(DATA TO PROCESS):
────────────────────

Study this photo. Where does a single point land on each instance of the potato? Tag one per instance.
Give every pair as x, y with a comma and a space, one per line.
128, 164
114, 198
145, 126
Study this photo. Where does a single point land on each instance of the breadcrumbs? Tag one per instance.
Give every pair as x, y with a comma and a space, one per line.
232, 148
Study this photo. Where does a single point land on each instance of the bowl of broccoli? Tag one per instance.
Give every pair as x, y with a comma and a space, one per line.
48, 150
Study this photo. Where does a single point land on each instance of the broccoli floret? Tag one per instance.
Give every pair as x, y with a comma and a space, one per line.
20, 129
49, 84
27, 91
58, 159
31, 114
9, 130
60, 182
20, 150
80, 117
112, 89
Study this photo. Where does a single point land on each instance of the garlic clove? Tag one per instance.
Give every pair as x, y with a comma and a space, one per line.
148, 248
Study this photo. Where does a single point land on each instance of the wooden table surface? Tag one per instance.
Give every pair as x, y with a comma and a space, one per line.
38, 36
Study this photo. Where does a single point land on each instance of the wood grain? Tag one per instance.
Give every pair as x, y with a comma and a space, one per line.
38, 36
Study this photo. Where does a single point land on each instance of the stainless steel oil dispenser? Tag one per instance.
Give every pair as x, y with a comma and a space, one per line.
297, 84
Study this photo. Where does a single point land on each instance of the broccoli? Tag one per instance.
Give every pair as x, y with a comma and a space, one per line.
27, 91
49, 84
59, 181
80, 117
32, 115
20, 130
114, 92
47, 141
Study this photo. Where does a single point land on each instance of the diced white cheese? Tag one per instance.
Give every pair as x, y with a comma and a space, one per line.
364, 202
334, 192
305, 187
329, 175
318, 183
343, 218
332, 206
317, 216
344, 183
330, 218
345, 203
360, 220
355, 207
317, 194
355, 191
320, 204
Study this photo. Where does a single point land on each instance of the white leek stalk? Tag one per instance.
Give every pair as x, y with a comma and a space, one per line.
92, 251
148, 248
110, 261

────────────────────

(TASK DESCRIPTION):
Output every line of all the items above as a Markdown table with the columns Number and Entry. Put the row number under Number and the line under Entry, and leave out blank lines.

(THE COMPLETED TASK):
| Number | Entry |
|---|---|
| 1 | Study this photo. Where does a single point land on each instance of the potato? Tag one per instance. |
| 2 | Give every pair as x, y with a comma and a space, one per line. |
| 3 | 128, 164 |
| 4 | 114, 198 |
| 5 | 145, 126 |
| 6 | Study this photo. Where does a single point land on each instance of the breadcrumbs? Tag one per instance. |
| 7 | Give every pair as x, y with a comma and a space, one per line. |
| 8 | 232, 148 |
| 9 | Study this photo. Where does a single point land on each instance of the bowl of broccoli? Tag one per instance. |
| 10 | Give every pair as x, y with a comma and a space, one per line. |
| 11 | 48, 150 |
| 12 | Study this photo. Where does a single point land on each instance of the broccoli floret? Tag one per instance. |
| 13 | Give every pair as x, y with a comma and a space, one per line. |
| 14 | 20, 129 |
| 15 | 49, 84 |
| 16 | 27, 91 |
| 17 | 58, 159 |
| 18 | 31, 114 |
| 19 | 9, 130 |
| 20 | 60, 182 |
| 21 | 20, 150 |
| 22 | 80, 117 |
| 23 | 112, 89 |
| 24 | Study this photo. Where does a single point land on each instance of the garlic clove? Tag one per instance. |
| 25 | Give every pair as x, y with a comma and a space, one per line. |
| 26 | 148, 248 |
| 27 | Study this photo. Where does a single point land on each instance of the wooden table surface? Tag one per instance. |
| 28 | Give every pair as x, y with a comma and a space, one per line. |
| 29 | 38, 36 |
| 30 | Study this photo. Where does a single point land on each instance of the wood grain? Tag one per instance. |
| 31 | Give every pair as x, y with a comma and a space, one per line. |
| 32 | 38, 36 |
| 33 | Study this photo. Where does a single point land on each instance of the stainless steel oil dispenser? Tag one per instance. |
| 34 | Give every pair as x, y with a comma and a space, one per line. |
| 35 | 297, 84 |
| 36 | Study this photo. Where does a single point land on each instance of the broccoli? Tag one per instance. |
| 37 | Give every pair as x, y with a comma and a space, one per line. |
| 38 | 27, 91 |
| 39 | 49, 84 |
| 40 | 59, 181 |
| 41 | 80, 117 |
| 42 | 32, 115 |
| 43 | 20, 130 |
| 44 | 114, 92 |
| 45 | 47, 141 |
| 46 | Study this photo. Where does a single point land on each instance of the diced white cheese? Tag one per instance. |
| 47 | Give every pair as x, y with a comma and a space, one per line. |
| 48 | 364, 202 |
| 49 | 334, 192 |
| 50 | 305, 187 |
| 51 | 329, 175 |
| 52 | 318, 183 |
| 53 | 343, 218 |
| 54 | 332, 206 |
| 55 | 317, 216 |
| 56 | 344, 183 |
| 57 | 330, 218 |
| 58 | 345, 203 |
| 59 | 360, 220 |
| 60 | 355, 207 |
| 61 | 317, 194 |
| 62 | 355, 191 |
| 63 | 320, 204 |
| 64 | Study this photo. Where does a single point land on each instance of the white leek stalk? Tag one per instance. |
| 65 | Give every pair as x, y with a comma and a space, one per line. |
| 66 | 92, 251 |
| 67 | 148, 248 |
| 68 | 110, 261 |